**** ROWS

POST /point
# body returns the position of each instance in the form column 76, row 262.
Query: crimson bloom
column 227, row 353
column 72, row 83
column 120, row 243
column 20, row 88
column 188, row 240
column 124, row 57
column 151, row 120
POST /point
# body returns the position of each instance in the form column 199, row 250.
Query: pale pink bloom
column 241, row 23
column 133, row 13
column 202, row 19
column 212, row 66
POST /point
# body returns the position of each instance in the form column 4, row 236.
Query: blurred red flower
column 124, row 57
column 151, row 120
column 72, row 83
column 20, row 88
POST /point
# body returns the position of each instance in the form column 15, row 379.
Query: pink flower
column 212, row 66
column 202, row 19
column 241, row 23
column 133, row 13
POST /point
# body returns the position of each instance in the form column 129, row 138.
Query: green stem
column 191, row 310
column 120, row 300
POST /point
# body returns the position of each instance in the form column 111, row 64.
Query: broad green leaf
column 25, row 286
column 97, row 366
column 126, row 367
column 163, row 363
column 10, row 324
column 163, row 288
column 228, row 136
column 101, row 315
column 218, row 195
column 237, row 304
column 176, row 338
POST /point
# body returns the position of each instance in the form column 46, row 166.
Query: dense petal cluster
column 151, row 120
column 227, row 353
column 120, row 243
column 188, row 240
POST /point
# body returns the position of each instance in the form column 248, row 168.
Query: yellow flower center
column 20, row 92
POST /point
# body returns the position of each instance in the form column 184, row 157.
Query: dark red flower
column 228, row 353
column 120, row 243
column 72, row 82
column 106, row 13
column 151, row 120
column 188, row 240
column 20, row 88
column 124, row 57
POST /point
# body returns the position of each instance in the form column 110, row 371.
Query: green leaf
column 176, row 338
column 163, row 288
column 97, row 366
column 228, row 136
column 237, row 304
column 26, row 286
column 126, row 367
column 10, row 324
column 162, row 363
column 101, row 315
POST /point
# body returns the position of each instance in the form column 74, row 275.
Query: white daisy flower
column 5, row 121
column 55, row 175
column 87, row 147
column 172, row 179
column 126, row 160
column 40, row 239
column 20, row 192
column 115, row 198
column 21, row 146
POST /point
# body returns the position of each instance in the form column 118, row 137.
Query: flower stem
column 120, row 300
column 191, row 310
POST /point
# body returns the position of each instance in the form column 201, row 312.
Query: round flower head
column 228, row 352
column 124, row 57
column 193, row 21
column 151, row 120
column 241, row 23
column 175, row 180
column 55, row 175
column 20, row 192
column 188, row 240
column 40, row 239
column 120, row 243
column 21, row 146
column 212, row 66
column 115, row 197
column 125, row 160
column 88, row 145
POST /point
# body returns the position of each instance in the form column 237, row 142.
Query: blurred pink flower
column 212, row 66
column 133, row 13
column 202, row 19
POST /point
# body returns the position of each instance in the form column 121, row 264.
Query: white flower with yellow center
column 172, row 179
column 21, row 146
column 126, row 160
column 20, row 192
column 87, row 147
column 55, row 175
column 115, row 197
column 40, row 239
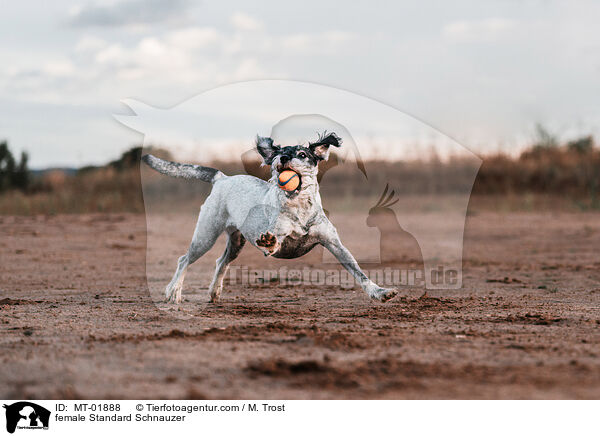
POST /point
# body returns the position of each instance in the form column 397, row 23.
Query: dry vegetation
column 547, row 176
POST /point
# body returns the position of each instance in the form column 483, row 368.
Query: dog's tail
column 183, row 171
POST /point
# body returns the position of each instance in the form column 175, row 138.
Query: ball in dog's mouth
column 288, row 180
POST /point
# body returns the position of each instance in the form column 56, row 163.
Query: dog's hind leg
column 208, row 229
column 235, row 242
column 331, row 241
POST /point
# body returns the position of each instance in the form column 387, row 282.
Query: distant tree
column 582, row 145
column 129, row 159
column 13, row 175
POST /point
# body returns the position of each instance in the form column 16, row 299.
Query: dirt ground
column 76, row 320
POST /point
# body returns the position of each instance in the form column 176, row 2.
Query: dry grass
column 543, row 178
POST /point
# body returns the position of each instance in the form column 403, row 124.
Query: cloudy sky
column 483, row 74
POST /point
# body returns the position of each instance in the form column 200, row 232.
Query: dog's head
column 304, row 160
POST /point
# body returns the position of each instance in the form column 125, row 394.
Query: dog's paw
column 173, row 296
column 267, row 241
column 383, row 294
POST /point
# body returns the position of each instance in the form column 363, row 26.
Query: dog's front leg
column 332, row 242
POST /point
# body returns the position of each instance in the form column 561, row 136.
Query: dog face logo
column 26, row 415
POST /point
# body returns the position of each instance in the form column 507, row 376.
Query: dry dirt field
column 77, row 321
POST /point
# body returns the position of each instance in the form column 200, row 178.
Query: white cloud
column 478, row 31
column 127, row 13
column 244, row 22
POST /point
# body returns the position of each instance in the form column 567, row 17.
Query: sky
column 483, row 73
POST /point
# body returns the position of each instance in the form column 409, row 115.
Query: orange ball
column 288, row 180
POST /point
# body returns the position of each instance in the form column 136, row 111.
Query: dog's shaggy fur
column 279, row 223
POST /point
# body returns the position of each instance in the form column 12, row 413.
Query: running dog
column 280, row 223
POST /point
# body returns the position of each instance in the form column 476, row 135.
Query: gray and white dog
column 281, row 224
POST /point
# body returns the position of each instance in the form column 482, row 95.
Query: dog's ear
column 320, row 148
column 266, row 149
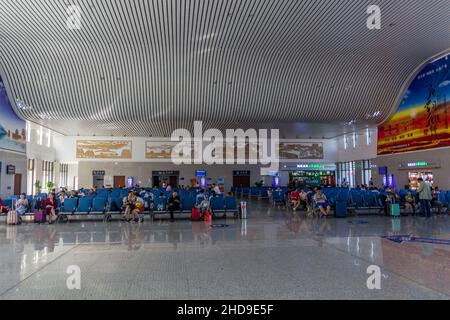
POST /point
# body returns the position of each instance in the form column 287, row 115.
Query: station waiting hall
column 225, row 150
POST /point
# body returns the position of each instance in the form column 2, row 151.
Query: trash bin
column 243, row 212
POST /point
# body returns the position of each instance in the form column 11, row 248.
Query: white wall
column 141, row 168
column 65, row 147
column 142, row 171
column 363, row 151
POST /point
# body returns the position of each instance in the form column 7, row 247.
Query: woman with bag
column 50, row 207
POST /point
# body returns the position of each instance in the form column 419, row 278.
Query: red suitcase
column 39, row 216
column 195, row 214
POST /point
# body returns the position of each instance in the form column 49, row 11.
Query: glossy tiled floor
column 271, row 255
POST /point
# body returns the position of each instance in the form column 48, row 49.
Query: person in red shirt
column 50, row 207
column 295, row 199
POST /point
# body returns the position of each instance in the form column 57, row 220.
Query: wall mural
column 103, row 149
column 159, row 150
column 421, row 121
column 301, row 150
column 12, row 128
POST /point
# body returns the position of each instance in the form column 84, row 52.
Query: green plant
column 38, row 186
column 49, row 186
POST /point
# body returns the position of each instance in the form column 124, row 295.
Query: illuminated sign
column 417, row 164
column 311, row 166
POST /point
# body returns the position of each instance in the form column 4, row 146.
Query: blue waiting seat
column 99, row 205
column 254, row 192
column 264, row 194
column 69, row 206
column 187, row 204
column 161, row 205
column 115, row 204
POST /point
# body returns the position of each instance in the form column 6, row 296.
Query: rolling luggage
column 208, row 216
column 12, row 218
column 195, row 214
column 39, row 216
column 394, row 210
column 341, row 209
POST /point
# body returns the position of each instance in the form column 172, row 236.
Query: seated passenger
column 128, row 205
column 72, row 195
column 410, row 203
column 149, row 200
column 295, row 200
column 321, row 202
column 174, row 204
column 21, row 205
column 213, row 195
column 62, row 197
column 50, row 207
column 303, row 198
column 138, row 207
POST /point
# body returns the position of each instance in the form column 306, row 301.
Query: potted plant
column 38, row 186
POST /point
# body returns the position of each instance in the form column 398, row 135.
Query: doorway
column 241, row 181
column 98, row 181
column 17, row 183
column 119, row 181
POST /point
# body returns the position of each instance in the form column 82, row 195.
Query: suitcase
column 341, row 209
column 39, row 216
column 12, row 218
column 394, row 210
column 208, row 216
column 195, row 214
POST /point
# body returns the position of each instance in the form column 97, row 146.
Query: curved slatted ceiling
column 144, row 68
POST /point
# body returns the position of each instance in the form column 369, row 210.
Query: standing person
column 128, row 204
column 295, row 201
column 22, row 205
column 321, row 202
column 174, row 204
column 410, row 203
column 344, row 183
column 50, row 207
column 3, row 208
column 424, row 192
column 435, row 202
column 139, row 206
column 62, row 197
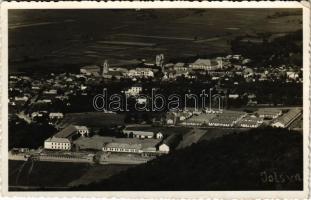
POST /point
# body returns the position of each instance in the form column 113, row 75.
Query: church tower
column 105, row 68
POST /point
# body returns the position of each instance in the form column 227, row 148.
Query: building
column 122, row 147
column 134, row 90
column 57, row 143
column 140, row 73
column 56, row 115
column 132, row 145
column 90, row 70
column 71, row 131
column 270, row 113
column 138, row 134
column 250, row 122
column 170, row 143
column 206, row 64
column 62, row 140
column 286, row 119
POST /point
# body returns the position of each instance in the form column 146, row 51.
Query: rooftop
column 66, row 132
column 56, row 139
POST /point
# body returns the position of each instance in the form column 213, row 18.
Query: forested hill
column 261, row 159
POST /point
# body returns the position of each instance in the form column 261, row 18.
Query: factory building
column 286, row 119
column 269, row 113
column 62, row 140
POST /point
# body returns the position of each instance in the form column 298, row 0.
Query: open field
column 58, row 175
column 54, row 40
column 92, row 119
column 212, row 133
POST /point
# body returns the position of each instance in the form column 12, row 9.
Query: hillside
column 261, row 159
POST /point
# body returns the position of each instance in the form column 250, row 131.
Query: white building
column 56, row 115
column 140, row 73
column 122, row 147
column 159, row 135
column 206, row 64
column 164, row 148
column 285, row 120
column 134, row 90
column 57, row 143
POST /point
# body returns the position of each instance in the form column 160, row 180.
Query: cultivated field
column 62, row 41
column 57, row 175
column 92, row 119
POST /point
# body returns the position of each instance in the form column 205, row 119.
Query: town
column 103, row 133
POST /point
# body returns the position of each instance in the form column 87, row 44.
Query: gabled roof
column 66, row 132
column 58, row 140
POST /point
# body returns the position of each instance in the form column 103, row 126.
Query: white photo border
column 304, row 5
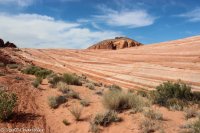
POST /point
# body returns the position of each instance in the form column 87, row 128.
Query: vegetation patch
column 12, row 66
column 8, row 102
column 105, row 119
column 37, row 71
column 66, row 122
column 120, row 100
column 37, row 82
column 174, row 94
column 71, row 79
column 55, row 101
column 76, row 111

********

__TASK OBJECTIVE__
Pull out every line of the material above that contains the string "bloom". Case matters.

__SOLUTION BELOW__
Query: crimson bloom
Query: pale pink bloom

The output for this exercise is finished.